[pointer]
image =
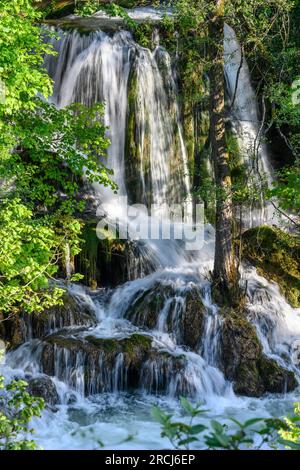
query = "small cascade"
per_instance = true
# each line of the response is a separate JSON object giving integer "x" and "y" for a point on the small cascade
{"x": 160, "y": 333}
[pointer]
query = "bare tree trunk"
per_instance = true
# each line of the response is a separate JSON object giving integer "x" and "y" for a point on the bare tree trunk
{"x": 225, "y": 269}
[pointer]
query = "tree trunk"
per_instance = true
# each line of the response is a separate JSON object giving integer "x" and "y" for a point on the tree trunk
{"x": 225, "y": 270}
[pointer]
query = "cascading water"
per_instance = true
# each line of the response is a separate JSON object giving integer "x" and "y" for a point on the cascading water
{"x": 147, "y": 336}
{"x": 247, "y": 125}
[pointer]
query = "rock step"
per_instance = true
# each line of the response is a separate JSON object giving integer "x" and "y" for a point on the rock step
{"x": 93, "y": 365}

########################################

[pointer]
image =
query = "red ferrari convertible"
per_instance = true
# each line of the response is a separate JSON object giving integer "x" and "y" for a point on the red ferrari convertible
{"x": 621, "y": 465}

########################################

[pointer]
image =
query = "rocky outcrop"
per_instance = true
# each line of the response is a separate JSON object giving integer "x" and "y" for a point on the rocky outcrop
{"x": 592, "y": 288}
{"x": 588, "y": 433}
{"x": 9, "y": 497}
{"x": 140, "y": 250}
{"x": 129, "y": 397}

########################################

§ Work required
How many lines of the material above contain the string "step"? Reply with the number alone.

§ Response
2